__Aim of the exercise__.
Arrange the rows below as a two-column CSV with the headers text and answer, one line per row. Quote each field, replace line breaks with spaces, and leave out the pictures.

__Supplied records__.
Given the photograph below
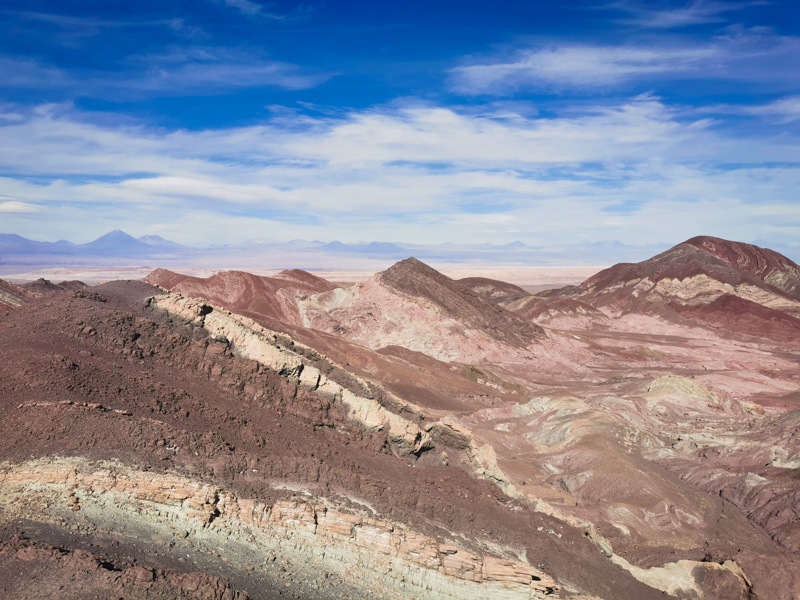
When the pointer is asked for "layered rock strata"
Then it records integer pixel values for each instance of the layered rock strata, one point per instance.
(255, 342)
(107, 495)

__Result of this exercise__.
text,answer
"Given the photograph below When the pointer is asked for ""layered rock strata"" Then it records integer pixel values for each instance of the layered rock strata, one point per instance.","(255, 342) (107, 495)"